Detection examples
---*---
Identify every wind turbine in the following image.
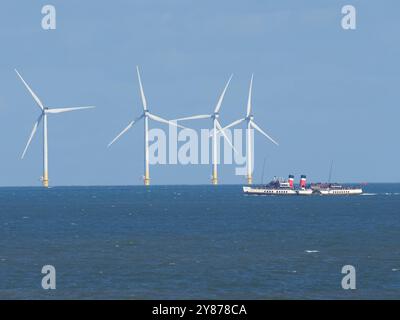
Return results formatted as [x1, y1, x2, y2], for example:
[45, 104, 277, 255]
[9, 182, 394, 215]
[175, 74, 235, 185]
[222, 74, 278, 184]
[108, 66, 185, 186]
[15, 69, 94, 188]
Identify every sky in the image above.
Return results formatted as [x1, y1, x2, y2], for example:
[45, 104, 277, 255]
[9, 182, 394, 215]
[0, 0, 400, 186]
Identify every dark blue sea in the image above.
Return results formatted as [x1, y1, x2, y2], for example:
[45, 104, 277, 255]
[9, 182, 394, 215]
[0, 184, 400, 299]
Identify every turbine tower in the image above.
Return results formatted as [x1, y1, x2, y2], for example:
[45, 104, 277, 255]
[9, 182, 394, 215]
---*---
_OBJECTIVE_.
Can you update every entry above, changing "formatted as" to "in the format" and leaving everything else as it is? Leave the pictures out of your answer.

_ANSWER TO THE TASK_.
Identify every wind turbine in the following image.
Return results in the format [x1, y1, x2, y2], for example:
[45, 104, 277, 255]
[9, 182, 394, 215]
[175, 74, 235, 185]
[222, 74, 278, 184]
[108, 66, 185, 186]
[15, 69, 94, 188]
Identify every sky in the image above.
Return results in the format [x1, y1, x2, y2], for example:
[45, 104, 277, 255]
[9, 182, 394, 215]
[0, 0, 400, 186]
Identify every dark blue sea in the image above.
Return results in the format [x1, y1, x2, y2], for example:
[45, 104, 277, 255]
[9, 182, 394, 215]
[0, 184, 400, 299]
Identify every turbine tower in the image above.
Return results in the format [x1, y1, x2, y2], for example:
[45, 104, 277, 255]
[9, 182, 394, 215]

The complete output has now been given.